Estou sempre escrevendo algo, seja um conto, uma novela, ou planejando alguma história. Mas para falar a verdade escrevo mais quando meto a cara em algum projeto, quando foco num período concentrado. Sou muito impulsiva, às vezes alguma situação me desconcentra e perco o fôlego com a história, já abandonei vários projetos por causa disso, então tento escrever o máximo que puder, e assim aproveitar o embalo. Para 2019 quero escrever todos os dias, à noite, nem que seja 1 ou 2 páginas. Acho que a constância pode tornar-me mais produtiva.
Como é o seu processo de escrita? Uma vez que você compilou notas suficientes, é difícil começar? Como você se move da pesquisa para a escrita?
•••
• _COMPLETE O SEGUINTE_
1 - Segundo o trecho fornecido, quanto a pessoa pretende escrever por dia em 2019?
2 - No trecho fornecido, reescreva a parte que começa em "Estou sempre escrevendo" e termina em "para a escrita?", substituindo "impulsiva" por "ansiosa".
3 - Prossiga o trecho sobre hábitos de escrita a partir do ponto em que ele termina.

• _INFORMAÇÕES FORNECIDAS_
•••
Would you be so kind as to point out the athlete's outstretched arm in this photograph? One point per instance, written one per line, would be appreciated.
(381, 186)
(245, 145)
•••
• _RESULTADOS POR TAREFA_
1 - Todos os dias, à noite, nem que seja 1 ou 2 páginas.

2 -
Estou sempre escrevendo algo, seja um conto, uma novela, ou planejando alguma história. Mas para falar a verdade escrevo mais quando meto a cara em algum projeto, quando foco num período concentrado. Sou muito ansiosa, às vezes alguma situação me desconcentra e perco o fôlego com a história, já abandonei vários projetos por causa disso, então tento escrever o máximo que puder, e assim aproveitar o embalo. Para 2019 quero escrever todos os dias, à noite, nem que seja 1 ou 2 páginas. Acho que a constância pode tornar-me mais produtiva.
Como é o seu processo de escrita? Uma vez que você compilou notas suficientes, é difícil começar? Como você se move da pesquisa para a escrita?

3 -
Tudo começa com a ideia. Ela vem e geralmente me toma, consigo pensar só nela. Cada elemento da narrativa flutua na minha cabeça, e é uma incógnita. Só descanso quando a resolvo. Talvez seja coisa de publicitária. Depois, adiciono corpo aos personagens, ao enredo, tento fortalecer o que havia cogitado antes, planejo capítulos em detalhes, racionalizo ao máximo a arte. Costumo dizer que a escrita para mim é uma arquitetura. Tem um pouco de ciência exata, um certo calculismo, e por outro lado, é arte. Preciso sentir intensamente uma história antes de escrevê-la. Processo dúbio, metódico e caótico, mas que funciona para mim. Passo um período imersa nas pesquisas, até cansar. Quando sinto que já estou bem alimentada pelas referências, escrevo. Até continuo a pesquisar, de forma secundária, mas foco a partir daí é mesmo na escrita.
Como você lida com as travas da escrita, como a procrastinação, o medo de não corresponder às expectativas e a ansiedade de trabalhar em projetos longos?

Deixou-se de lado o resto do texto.